- _TASK BRIEF_
Transcribe the part of the dense-versus-sparse training post below from "The original d10" up to and including "usual step-count chaos.".

- _PAGE EXTRACT_
========================================

Noumena

Dense training lets us pretend that model size has one face. Sparse training does not. The moment we move from dense FFNs to experts, model size splits in two: there is the model we store, and there is the smaller model any one token can actually touch. Most dense-vs-MoE arguments quietly choose one of those objects and call it fairness.

0004 exists because we did that too.

We started by trying to transfer Karpathy's #420 loop as literally as we could. The instinct was good. A token-indexed horizon, fixed-fraction checkpoints, and one public family slice are exactly the sort of disciplined contract that prevents research from dissolving into vibes. But the first transfer taught us something more important than the result it produced. It taught us that, in MoE work, the choice of fairness contract is itself part of the experiment.

So the real subject of this post is not whether one small sparse family beat another. It is a simpler and more dangerous question:

when we compare dense training to expert sparsity, what exactly are we holding fixed?

1. The Useful Failure

The first transfer was deliberately conservative. We kept the dense #420 shape as intact as we could: token-indexed horizons, fraction-of-horizon checkpoints, and one published family slice under totalDN = 8.

T_{\mathrm{total}}(m) = \alpha \cdot P_{\mathrm{total}}(m), \qquad \alpha = 8.

For the published slice, that produced the following headline rows at 20% of horizon.

Family	Depth	Routed Experts	Tokens at `20%`	bpb	CORE
`d10`	`10`	`64`	`759M`	`1.40`	`+0.001`
`d12`	`12`	`256`	`4.5B`	`1.21`	`+0.065`

The original d10 versus d12 miniseries slice under the token-indexed #420-style contract. — The literal transfer looked promising on its face: `d12` separated on both `bpb` and `CORE`. It also changed more than one dial. The deeper model stored more experts and consumed a much larger token budget under the `totalDN` horizon.

That slice was useful precisely because it was honest. It told us two true things at once.

First, a dense-style #420 loop really does transfer to MoE in one limited sense. Token-indexed horizons and fraction-of-horizon checkpoints produce a legible family slice instead of the usual step-count chaos.

========================================

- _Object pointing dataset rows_
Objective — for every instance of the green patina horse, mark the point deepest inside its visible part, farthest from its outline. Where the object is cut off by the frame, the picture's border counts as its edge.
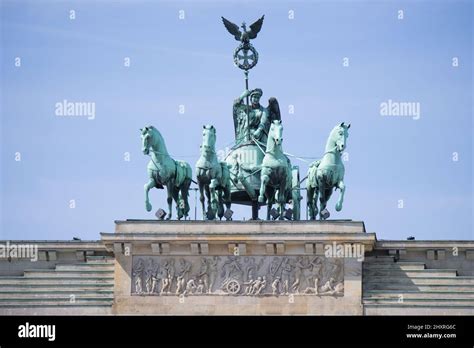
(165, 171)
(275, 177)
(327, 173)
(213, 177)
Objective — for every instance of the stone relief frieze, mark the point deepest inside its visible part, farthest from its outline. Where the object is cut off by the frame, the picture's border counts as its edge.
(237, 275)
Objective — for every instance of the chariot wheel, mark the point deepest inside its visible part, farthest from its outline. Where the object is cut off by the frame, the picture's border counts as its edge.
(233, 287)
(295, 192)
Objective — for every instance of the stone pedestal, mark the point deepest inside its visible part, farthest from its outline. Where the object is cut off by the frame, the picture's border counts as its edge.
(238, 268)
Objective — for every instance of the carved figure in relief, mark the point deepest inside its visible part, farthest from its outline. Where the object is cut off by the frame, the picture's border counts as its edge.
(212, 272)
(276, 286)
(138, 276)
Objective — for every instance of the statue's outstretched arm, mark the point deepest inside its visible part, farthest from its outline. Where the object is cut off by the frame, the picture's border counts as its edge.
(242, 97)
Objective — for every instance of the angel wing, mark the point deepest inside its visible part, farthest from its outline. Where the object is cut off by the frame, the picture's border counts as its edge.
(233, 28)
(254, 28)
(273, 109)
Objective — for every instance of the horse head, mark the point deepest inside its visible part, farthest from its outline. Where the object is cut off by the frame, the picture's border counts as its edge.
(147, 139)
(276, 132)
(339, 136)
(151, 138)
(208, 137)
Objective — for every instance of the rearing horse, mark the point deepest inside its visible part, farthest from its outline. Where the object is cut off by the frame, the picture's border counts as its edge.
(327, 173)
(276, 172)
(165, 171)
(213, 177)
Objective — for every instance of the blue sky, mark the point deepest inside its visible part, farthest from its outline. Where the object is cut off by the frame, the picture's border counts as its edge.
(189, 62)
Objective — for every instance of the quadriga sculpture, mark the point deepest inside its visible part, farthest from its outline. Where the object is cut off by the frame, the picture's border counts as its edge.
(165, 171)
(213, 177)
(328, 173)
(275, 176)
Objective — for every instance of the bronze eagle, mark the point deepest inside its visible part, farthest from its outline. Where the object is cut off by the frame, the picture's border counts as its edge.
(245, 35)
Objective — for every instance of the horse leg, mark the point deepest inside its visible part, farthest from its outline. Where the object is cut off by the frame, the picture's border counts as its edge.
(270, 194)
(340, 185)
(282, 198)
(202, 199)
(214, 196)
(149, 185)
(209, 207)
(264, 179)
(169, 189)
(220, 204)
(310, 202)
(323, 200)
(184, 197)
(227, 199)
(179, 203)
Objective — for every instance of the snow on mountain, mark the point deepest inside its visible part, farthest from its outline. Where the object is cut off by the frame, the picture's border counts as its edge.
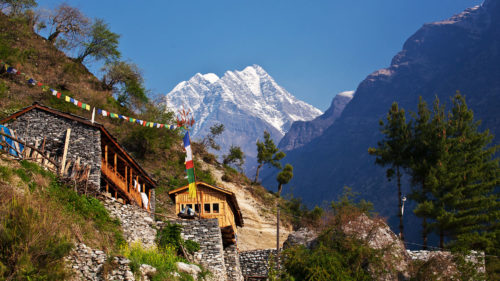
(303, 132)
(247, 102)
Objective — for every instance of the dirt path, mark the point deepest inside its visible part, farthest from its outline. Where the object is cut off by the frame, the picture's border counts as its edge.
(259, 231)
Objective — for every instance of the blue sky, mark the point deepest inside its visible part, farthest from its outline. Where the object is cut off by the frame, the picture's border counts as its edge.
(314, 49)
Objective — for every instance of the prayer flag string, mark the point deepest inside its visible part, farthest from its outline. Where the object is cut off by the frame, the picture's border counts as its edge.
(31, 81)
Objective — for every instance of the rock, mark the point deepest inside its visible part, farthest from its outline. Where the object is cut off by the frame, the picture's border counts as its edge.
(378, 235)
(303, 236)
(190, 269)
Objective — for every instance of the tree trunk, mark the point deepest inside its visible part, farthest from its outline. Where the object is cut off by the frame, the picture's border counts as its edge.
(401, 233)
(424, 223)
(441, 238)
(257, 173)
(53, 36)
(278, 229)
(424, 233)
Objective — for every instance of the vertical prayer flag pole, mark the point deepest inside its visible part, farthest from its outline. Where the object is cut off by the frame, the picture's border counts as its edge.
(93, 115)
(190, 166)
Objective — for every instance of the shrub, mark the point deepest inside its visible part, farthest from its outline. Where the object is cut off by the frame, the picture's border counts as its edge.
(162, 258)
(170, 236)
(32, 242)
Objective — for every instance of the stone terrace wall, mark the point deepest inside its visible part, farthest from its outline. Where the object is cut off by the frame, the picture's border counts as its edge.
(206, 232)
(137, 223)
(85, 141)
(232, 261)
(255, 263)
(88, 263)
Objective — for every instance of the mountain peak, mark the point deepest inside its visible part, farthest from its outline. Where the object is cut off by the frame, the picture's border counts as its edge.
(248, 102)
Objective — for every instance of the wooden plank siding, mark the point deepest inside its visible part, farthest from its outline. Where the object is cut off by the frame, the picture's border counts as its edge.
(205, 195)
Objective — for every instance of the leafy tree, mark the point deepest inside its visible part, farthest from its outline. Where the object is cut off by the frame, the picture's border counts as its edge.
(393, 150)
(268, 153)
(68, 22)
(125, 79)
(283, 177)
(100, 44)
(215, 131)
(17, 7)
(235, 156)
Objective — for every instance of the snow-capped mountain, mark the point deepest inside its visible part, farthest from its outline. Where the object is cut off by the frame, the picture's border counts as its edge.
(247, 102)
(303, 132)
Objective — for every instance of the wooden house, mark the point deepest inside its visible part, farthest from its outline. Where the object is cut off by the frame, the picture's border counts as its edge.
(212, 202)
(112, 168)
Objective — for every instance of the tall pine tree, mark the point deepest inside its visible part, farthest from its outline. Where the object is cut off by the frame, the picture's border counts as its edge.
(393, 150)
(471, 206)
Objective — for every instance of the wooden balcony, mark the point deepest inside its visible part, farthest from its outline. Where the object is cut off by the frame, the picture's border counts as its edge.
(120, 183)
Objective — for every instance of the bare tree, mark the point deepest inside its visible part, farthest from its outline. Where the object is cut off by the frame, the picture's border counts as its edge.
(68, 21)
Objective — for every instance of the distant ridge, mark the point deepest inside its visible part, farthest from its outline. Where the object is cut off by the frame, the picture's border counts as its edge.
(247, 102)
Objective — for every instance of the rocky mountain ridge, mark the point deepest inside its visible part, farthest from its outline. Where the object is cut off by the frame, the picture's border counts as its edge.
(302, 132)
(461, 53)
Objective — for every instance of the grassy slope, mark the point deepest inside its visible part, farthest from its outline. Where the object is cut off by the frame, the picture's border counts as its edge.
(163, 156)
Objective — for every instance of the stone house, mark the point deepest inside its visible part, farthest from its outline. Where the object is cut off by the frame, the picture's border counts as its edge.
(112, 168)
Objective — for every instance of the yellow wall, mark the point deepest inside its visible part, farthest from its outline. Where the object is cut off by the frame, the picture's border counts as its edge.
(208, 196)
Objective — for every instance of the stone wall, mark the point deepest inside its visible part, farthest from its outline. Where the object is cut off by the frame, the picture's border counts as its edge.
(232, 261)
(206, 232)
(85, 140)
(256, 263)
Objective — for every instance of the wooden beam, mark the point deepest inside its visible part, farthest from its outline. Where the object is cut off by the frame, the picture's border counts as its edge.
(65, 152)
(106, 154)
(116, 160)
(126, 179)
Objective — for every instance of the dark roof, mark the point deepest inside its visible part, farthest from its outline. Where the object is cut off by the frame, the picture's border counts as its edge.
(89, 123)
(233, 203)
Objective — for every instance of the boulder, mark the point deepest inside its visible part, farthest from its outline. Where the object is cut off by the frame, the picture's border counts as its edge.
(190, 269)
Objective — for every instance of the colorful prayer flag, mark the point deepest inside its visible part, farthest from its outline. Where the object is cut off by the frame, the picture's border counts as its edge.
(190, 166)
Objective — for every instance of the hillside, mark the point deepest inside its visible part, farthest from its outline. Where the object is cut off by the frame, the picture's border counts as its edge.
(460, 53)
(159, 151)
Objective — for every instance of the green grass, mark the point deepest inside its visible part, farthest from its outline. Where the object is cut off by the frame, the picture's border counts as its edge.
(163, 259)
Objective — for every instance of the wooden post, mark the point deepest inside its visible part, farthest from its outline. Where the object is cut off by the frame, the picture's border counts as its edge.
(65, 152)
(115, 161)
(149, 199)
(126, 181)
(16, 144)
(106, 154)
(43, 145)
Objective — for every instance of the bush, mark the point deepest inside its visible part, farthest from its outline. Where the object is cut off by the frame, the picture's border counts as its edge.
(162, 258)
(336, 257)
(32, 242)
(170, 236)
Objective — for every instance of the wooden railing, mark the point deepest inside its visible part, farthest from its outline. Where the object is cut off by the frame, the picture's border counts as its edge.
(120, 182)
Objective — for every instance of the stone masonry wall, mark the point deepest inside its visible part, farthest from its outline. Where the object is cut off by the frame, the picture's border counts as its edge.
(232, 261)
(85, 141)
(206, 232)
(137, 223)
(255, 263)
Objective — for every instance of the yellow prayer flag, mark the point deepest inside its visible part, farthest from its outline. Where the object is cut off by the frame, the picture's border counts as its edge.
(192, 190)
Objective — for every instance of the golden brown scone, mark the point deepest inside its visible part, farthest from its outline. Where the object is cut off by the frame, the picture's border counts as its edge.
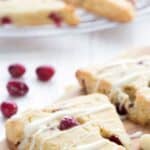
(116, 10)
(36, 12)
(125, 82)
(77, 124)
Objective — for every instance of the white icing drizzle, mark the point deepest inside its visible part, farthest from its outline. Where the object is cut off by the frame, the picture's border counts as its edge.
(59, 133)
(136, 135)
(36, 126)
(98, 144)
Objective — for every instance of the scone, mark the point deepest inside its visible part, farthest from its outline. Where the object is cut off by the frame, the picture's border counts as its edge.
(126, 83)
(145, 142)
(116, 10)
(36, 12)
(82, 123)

========================================

- _CORRECT OUTPUT_
The original d10 versus d12 miniseries slice under the token-indexed #420-style contract. — The literal transfer looked promising on its face: `d12` separated on both `bpb` and `CORE`. It also changed more than one dial. The deeper model stored more experts and consumed a much larger token budget under the `totalDN` horizon.

That slice was useful precisely because it was honest. It told us two true things at once.

First, a dense-style #420 loop really does transfer to MoE in one limited sense. Token-indexed horizons and fraction-of-horizon checkpoints produce a legible family slice instead of the usual step-count chaos.